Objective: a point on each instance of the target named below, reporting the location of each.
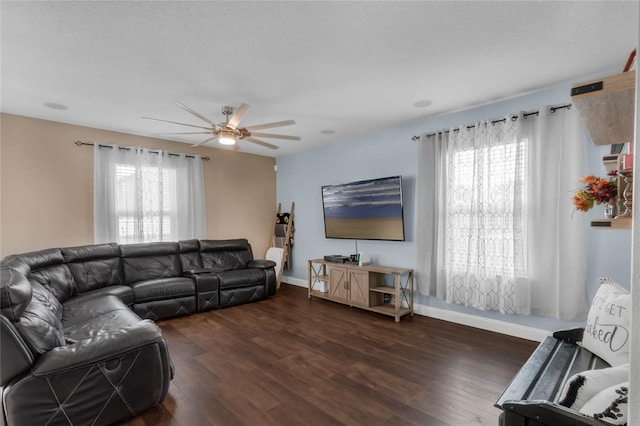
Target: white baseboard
(489, 324)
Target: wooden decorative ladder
(283, 238)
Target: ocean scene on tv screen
(369, 209)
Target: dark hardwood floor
(293, 361)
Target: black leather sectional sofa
(78, 345)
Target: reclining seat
(93, 363)
(97, 270)
(154, 273)
(241, 278)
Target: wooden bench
(532, 397)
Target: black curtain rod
(513, 118)
(80, 143)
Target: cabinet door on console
(359, 287)
(338, 283)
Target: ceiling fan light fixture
(227, 138)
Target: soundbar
(336, 258)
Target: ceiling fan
(229, 133)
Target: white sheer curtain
(142, 196)
(495, 226)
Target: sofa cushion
(80, 310)
(15, 292)
(190, 255)
(97, 316)
(122, 292)
(48, 269)
(150, 261)
(241, 278)
(163, 289)
(40, 324)
(94, 266)
(225, 255)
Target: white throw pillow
(583, 386)
(607, 331)
(610, 405)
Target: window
(145, 213)
(495, 227)
(486, 210)
(145, 196)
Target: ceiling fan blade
(259, 142)
(271, 125)
(197, 114)
(238, 115)
(203, 142)
(272, 135)
(184, 133)
(175, 122)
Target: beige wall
(46, 186)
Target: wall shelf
(607, 107)
(622, 223)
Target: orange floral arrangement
(595, 191)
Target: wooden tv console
(363, 286)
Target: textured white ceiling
(353, 67)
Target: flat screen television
(364, 210)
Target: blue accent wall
(392, 152)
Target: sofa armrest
(573, 335)
(261, 264)
(196, 271)
(98, 348)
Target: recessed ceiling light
(57, 106)
(422, 103)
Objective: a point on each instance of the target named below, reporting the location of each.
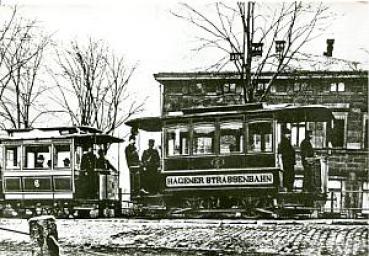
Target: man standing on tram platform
(307, 151)
(133, 162)
(90, 179)
(151, 163)
(287, 158)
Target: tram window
(231, 137)
(260, 137)
(37, 156)
(203, 139)
(61, 155)
(297, 133)
(177, 140)
(13, 157)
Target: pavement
(198, 237)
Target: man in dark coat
(151, 163)
(133, 162)
(287, 153)
(306, 152)
(131, 153)
(89, 180)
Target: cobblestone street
(199, 237)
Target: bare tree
(96, 79)
(22, 47)
(273, 36)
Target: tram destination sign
(220, 180)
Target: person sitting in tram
(40, 161)
(90, 180)
(103, 163)
(66, 162)
(307, 152)
(287, 159)
(151, 163)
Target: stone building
(345, 143)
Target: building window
(37, 156)
(318, 136)
(177, 140)
(229, 88)
(61, 155)
(231, 137)
(337, 87)
(339, 130)
(335, 197)
(203, 139)
(197, 89)
(13, 157)
(260, 137)
(299, 87)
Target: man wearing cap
(306, 152)
(131, 152)
(151, 163)
(287, 158)
(133, 162)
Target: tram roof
(82, 134)
(282, 113)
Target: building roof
(282, 113)
(83, 134)
(301, 64)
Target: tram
(42, 173)
(223, 161)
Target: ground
(197, 237)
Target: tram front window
(231, 137)
(260, 137)
(177, 139)
(61, 155)
(13, 157)
(203, 139)
(37, 156)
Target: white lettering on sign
(220, 180)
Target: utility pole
(247, 49)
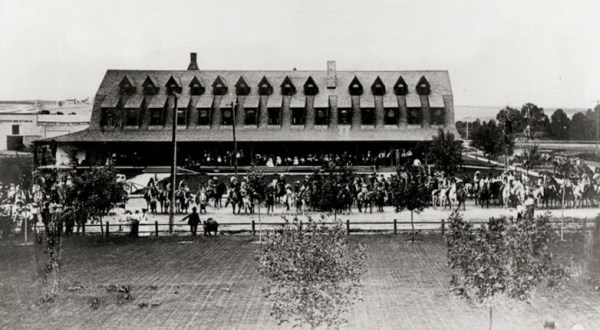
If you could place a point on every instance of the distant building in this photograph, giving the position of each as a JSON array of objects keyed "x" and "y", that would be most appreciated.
[
  {"x": 21, "y": 124},
  {"x": 279, "y": 113}
]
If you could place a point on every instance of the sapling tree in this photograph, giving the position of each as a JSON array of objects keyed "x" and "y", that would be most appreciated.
[
  {"x": 258, "y": 184},
  {"x": 312, "y": 276},
  {"x": 409, "y": 191},
  {"x": 505, "y": 257},
  {"x": 95, "y": 191}
]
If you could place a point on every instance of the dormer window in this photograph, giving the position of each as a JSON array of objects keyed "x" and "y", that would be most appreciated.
[
  {"x": 173, "y": 85},
  {"x": 355, "y": 87},
  {"x": 287, "y": 88},
  {"x": 150, "y": 86},
  {"x": 378, "y": 88},
  {"x": 423, "y": 87},
  {"x": 310, "y": 87},
  {"x": 321, "y": 116},
  {"x": 400, "y": 87},
  {"x": 344, "y": 116},
  {"x": 264, "y": 87},
  {"x": 391, "y": 116},
  {"x": 219, "y": 86},
  {"x": 126, "y": 86},
  {"x": 196, "y": 87}
]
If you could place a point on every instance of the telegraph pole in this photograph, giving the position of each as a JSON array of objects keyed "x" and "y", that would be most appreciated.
[
  {"x": 174, "y": 164},
  {"x": 233, "y": 106}
]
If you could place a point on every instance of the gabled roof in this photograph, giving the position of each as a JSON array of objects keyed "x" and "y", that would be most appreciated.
[{"x": 287, "y": 86}]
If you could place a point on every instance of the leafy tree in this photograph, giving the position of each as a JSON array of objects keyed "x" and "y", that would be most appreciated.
[
  {"x": 258, "y": 184},
  {"x": 409, "y": 192},
  {"x": 491, "y": 139},
  {"x": 505, "y": 257},
  {"x": 312, "y": 276},
  {"x": 514, "y": 116},
  {"x": 579, "y": 129},
  {"x": 559, "y": 125},
  {"x": 445, "y": 152},
  {"x": 530, "y": 158},
  {"x": 536, "y": 118},
  {"x": 329, "y": 191}
]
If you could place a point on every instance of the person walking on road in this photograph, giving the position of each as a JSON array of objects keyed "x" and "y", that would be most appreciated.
[{"x": 193, "y": 220}]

════

# Problem statement
The answer is the entries above, given again exactly, with no pictures among them.

# Solution below
Objective: a point on each instance of the target named below, reporting the location of each.
Target: white baseboard
(489, 324)
Target: wooden decorative ladder
(283, 238)
Target: ocean scene on tv screen
(369, 209)
Target: dark hardwood floor
(293, 361)
Target: black leather sectional sofa
(78, 345)
Target: reclining seat
(93, 363)
(97, 270)
(154, 273)
(241, 278)
Target: wooden bench
(532, 397)
Target: black curtain rod
(513, 118)
(80, 143)
Target: cabinet door on console
(359, 287)
(338, 283)
Target: ceiling fan light fixture
(227, 138)
Target: soundbar
(336, 258)
Target: ceiling fan
(229, 133)
Target: white sheer curtain
(142, 196)
(495, 226)
Target: sofa cushion
(80, 310)
(15, 292)
(190, 255)
(97, 316)
(122, 292)
(48, 269)
(150, 261)
(241, 278)
(163, 289)
(40, 324)
(94, 266)
(225, 255)
Target: white throw pillow
(583, 386)
(607, 331)
(610, 405)
Target: window
(145, 213)
(495, 227)
(486, 210)
(145, 196)
Target: ceiling fan blade
(259, 142)
(271, 125)
(197, 114)
(238, 115)
(203, 142)
(272, 135)
(184, 133)
(175, 122)
Target: beige wall
(46, 186)
Target: wall shelf
(607, 107)
(622, 223)
Target: orange floral arrangement
(595, 191)
Target: wooden tv console
(363, 286)
Target: textured white ceiling
(353, 67)
Target: flat screen television
(364, 210)
Target: blue accent wall
(392, 152)
Target: sofa armrest
(573, 335)
(261, 264)
(196, 271)
(98, 348)
Target: recessed ceiling light
(57, 106)
(422, 103)
Objective: a point on each instance of the target named below, reporting the location of each.
Target: man standing on tram platform
(307, 151)
(133, 162)
(90, 179)
(151, 163)
(287, 158)
Target: tram window
(231, 137)
(260, 137)
(37, 156)
(203, 139)
(61, 155)
(297, 133)
(177, 140)
(13, 157)
Target: pavement
(198, 237)
Target: man in dark coat
(151, 163)
(133, 162)
(287, 153)
(306, 152)
(131, 153)
(89, 180)
Target: cobblestone street
(199, 237)
Target: bare tree
(96, 79)
(22, 47)
(273, 36)
Target: tram destination sign
(220, 180)
Target: person sitting in tram
(40, 161)
(90, 180)
(103, 163)
(66, 162)
(307, 152)
(287, 159)
(151, 163)
Target: stone building
(345, 143)
Target: building window
(37, 156)
(318, 136)
(177, 140)
(229, 88)
(61, 155)
(231, 137)
(337, 87)
(339, 130)
(335, 197)
(203, 139)
(197, 89)
(13, 157)
(260, 137)
(299, 87)
Target: man wearing cap
(306, 152)
(131, 152)
(151, 163)
(287, 158)
(133, 162)
Target: tram roof
(82, 134)
(282, 113)
Target: building roof
(282, 113)
(83, 134)
(301, 64)
Target: tram
(42, 173)
(223, 161)
Target: ground
(197, 237)
Target: tram front window
(231, 137)
(260, 137)
(177, 139)
(61, 155)
(13, 157)
(203, 139)
(37, 156)
Target: white lettering on sign
(220, 180)
Target: utility pole
(247, 49)
If you could place a point on every instance of the distant building in this photograph, giving the position of each as a JSON array of objects keyed "x" and "y", that would be most appreciated.
[
  {"x": 21, "y": 124},
  {"x": 279, "y": 113}
]
If you could place a point on every instance of the sapling tree in this photograph, giving the position of each as a JSON array of objects keyed "x" and "y", that would be most appreciated.
[
  {"x": 258, "y": 184},
  {"x": 312, "y": 276},
  {"x": 409, "y": 191},
  {"x": 505, "y": 257},
  {"x": 95, "y": 191}
]
If you could place a point on every instance of the dormer window in this photograph, giving the position of each as a JSON array of objects keyed "x" and "y", that would be most appreciated.
[
  {"x": 173, "y": 85},
  {"x": 355, "y": 87},
  {"x": 287, "y": 88},
  {"x": 150, "y": 86},
  {"x": 378, "y": 88},
  {"x": 423, "y": 87},
  {"x": 310, "y": 87},
  {"x": 321, "y": 116},
  {"x": 400, "y": 87},
  {"x": 344, "y": 116},
  {"x": 264, "y": 87},
  {"x": 391, "y": 116},
  {"x": 219, "y": 86},
  {"x": 126, "y": 86},
  {"x": 196, "y": 87}
]
If you could place a point on every instance of the telegraph pole in this photograph, giving the position of each as a JSON array of objects keyed "x" and "y", that would be most appreciated.
[
  {"x": 174, "y": 164},
  {"x": 233, "y": 106}
]
If you could place a point on every instance of the gabled roof in this photograph, giving the position of each as a JSON array of objects keyed "x" and "y", that would be most appreciated.
[{"x": 287, "y": 86}]
If you could place a point on every instance of the leafy tree in this photograph, giving the position of each as a JSON array of objects keyed "x" and "y", that would be most appreciated.
[
  {"x": 258, "y": 184},
  {"x": 409, "y": 192},
  {"x": 491, "y": 139},
  {"x": 505, "y": 257},
  {"x": 312, "y": 276},
  {"x": 514, "y": 116},
  {"x": 579, "y": 129},
  {"x": 559, "y": 125},
  {"x": 445, "y": 152},
  {"x": 530, "y": 158},
  {"x": 536, "y": 118},
  {"x": 329, "y": 191}
]
If you could place a point on every instance of the person walking on road in this photograph, giving the position of each as a JSON array of objects keyed "x" and "y", that would be most appreciated.
[{"x": 193, "y": 220}]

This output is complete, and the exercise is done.